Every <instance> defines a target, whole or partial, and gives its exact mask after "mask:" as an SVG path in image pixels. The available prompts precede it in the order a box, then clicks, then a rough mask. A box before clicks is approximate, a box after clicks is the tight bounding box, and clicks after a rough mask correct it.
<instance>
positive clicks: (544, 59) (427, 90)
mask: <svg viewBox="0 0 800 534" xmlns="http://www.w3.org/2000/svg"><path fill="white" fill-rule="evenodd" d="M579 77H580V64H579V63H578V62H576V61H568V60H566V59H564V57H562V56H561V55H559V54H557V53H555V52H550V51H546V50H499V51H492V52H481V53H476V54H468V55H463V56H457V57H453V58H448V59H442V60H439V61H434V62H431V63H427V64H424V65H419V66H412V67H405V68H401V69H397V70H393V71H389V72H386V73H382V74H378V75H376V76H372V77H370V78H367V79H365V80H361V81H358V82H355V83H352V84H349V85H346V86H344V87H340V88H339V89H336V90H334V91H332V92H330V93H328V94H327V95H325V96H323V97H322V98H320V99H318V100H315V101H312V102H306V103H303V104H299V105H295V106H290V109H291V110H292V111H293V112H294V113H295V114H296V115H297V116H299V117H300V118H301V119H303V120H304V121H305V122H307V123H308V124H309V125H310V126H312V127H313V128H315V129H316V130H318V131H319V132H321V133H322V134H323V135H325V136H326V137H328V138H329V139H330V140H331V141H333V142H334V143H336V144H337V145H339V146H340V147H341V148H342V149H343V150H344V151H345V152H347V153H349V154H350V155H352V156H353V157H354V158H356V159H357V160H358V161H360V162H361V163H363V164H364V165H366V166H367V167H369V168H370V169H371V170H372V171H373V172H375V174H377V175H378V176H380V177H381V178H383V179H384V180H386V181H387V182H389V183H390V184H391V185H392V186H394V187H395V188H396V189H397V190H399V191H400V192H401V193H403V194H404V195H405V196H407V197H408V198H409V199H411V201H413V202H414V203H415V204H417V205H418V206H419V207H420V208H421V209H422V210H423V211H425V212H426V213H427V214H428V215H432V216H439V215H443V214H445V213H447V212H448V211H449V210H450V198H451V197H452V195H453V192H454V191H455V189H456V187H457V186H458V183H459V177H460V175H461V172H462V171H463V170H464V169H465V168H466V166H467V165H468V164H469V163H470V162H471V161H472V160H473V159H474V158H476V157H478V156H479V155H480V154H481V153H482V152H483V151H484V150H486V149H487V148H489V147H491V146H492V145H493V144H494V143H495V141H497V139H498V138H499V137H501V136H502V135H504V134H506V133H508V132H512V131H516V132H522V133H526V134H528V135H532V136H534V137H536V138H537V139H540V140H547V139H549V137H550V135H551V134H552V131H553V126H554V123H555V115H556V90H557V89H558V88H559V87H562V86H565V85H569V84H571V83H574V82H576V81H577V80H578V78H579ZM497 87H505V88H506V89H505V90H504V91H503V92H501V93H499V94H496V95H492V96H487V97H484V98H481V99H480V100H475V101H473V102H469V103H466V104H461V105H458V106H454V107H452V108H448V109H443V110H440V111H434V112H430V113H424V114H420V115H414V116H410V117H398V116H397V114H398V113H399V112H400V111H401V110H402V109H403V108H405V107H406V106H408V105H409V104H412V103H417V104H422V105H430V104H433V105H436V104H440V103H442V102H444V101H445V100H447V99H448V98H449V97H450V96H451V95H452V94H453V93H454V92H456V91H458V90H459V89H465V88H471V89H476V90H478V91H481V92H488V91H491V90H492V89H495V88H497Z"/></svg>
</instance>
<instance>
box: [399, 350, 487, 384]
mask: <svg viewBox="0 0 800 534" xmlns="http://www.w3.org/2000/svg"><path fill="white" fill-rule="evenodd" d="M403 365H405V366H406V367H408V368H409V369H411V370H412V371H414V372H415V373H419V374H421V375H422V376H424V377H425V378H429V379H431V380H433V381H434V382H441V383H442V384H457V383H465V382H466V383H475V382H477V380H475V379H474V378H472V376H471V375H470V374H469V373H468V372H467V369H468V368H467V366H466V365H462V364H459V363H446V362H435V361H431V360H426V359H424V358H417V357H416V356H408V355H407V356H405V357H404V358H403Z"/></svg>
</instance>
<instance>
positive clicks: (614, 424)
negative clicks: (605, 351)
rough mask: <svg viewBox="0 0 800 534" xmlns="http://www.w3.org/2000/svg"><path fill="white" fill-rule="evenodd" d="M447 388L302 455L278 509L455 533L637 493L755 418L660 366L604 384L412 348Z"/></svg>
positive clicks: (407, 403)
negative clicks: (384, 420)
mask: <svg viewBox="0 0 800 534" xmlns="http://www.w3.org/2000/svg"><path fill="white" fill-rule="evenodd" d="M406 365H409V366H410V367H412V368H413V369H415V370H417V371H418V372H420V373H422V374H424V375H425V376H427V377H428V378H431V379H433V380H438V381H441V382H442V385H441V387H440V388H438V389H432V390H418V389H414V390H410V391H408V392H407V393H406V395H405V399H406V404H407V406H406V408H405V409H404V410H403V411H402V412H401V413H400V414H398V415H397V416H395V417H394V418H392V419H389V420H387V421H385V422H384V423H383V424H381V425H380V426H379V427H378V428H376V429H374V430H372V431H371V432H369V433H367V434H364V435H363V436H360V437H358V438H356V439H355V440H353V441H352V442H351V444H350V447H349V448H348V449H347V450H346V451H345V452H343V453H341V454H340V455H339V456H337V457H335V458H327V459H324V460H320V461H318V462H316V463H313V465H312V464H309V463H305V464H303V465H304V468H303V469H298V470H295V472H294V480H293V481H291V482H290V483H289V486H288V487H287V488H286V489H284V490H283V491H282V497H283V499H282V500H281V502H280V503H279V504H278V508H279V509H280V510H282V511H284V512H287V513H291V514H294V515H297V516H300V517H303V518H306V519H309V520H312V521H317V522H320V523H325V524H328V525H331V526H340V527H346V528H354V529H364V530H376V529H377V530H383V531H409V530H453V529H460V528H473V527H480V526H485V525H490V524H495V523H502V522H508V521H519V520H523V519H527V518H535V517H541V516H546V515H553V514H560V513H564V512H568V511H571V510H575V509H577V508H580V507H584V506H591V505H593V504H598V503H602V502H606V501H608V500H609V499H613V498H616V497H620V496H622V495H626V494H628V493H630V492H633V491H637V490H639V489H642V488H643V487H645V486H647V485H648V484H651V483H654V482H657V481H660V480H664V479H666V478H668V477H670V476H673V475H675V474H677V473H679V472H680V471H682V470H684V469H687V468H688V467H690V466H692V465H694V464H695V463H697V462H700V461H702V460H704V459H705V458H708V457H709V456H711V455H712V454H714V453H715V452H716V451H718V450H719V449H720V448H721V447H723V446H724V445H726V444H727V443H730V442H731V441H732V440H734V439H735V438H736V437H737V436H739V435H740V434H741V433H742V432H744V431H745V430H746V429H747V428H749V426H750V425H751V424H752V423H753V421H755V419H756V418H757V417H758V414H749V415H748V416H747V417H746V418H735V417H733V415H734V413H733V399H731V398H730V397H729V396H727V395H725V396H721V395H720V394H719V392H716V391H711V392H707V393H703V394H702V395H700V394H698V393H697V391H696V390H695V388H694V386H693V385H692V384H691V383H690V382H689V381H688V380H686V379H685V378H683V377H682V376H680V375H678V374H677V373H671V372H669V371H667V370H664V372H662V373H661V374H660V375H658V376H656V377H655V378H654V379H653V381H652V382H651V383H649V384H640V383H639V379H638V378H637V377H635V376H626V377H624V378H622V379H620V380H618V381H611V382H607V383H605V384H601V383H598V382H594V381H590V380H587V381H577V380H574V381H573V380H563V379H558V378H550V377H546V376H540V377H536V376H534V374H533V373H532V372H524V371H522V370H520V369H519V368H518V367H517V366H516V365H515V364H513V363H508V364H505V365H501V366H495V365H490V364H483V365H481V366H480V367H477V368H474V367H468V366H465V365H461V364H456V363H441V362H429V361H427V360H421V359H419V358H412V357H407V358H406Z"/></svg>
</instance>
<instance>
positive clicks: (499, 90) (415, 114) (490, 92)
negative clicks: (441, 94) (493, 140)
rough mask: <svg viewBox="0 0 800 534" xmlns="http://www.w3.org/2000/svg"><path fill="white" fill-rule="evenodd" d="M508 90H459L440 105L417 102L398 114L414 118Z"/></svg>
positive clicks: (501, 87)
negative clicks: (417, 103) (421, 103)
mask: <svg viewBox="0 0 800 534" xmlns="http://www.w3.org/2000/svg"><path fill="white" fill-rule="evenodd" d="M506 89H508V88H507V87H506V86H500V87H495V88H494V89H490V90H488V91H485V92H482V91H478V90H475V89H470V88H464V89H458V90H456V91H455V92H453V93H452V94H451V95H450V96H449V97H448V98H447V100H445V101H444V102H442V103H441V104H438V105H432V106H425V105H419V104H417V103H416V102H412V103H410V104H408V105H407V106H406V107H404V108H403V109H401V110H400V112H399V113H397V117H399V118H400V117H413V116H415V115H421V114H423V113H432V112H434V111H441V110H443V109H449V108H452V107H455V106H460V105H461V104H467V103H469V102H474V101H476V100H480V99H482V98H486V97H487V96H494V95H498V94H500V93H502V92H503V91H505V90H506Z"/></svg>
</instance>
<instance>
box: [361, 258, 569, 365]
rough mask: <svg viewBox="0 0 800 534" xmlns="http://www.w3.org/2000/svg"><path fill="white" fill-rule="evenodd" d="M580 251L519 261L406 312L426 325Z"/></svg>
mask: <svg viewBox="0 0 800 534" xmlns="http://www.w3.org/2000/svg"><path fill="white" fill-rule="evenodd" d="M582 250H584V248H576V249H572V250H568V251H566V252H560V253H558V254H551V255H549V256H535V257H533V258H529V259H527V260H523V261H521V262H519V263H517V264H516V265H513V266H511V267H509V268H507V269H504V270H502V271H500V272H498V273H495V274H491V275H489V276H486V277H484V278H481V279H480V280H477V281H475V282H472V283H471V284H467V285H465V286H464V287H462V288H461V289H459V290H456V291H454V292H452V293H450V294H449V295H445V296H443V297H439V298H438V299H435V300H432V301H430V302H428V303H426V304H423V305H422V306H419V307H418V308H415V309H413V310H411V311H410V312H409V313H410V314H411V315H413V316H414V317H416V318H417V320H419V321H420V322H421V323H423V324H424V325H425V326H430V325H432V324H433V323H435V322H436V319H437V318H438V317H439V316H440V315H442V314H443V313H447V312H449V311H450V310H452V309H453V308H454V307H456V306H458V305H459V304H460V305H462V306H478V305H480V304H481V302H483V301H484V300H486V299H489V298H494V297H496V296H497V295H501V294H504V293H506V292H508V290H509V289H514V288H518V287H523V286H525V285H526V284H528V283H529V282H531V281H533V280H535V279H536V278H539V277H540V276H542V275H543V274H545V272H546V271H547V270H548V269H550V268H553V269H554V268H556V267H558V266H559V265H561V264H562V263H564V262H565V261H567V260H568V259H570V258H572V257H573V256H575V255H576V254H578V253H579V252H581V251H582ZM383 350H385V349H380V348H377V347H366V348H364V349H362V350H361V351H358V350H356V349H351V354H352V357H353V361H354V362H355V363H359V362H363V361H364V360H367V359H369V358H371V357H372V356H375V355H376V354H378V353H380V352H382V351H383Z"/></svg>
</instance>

——

■ **Task description**: Reproduce exactly the lines above from the line with "box: [399, 350, 487, 384]" to the line with "positive clicks: (407, 403)", including both, and add nothing.

■ **Output of the exercise**:
box: [399, 350, 487, 384]
mask: <svg viewBox="0 0 800 534" xmlns="http://www.w3.org/2000/svg"><path fill="white" fill-rule="evenodd" d="M403 365H405V366H406V367H408V368H409V369H411V370H412V371H414V372H415V373H419V374H421V375H422V376H424V377H425V378H429V379H431V380H433V381H434V382H441V383H442V384H457V383H465V382H466V383H475V382H477V380H475V379H474V378H472V376H471V375H470V374H469V373H468V372H467V369H468V368H467V366H466V365H462V364H459V363H446V362H435V361H431V360H426V359H424V358H417V357H416V356H408V355H407V356H405V357H404V358H403Z"/></svg>
</instance>
<instance>
positive clicks: (614, 424)
negative clicks: (605, 351)
rough mask: <svg viewBox="0 0 800 534" xmlns="http://www.w3.org/2000/svg"><path fill="white" fill-rule="evenodd" d="M447 388L302 455L278 509L455 533L637 493L755 418L660 366L604 384L412 348Z"/></svg>
positive clicks: (407, 403)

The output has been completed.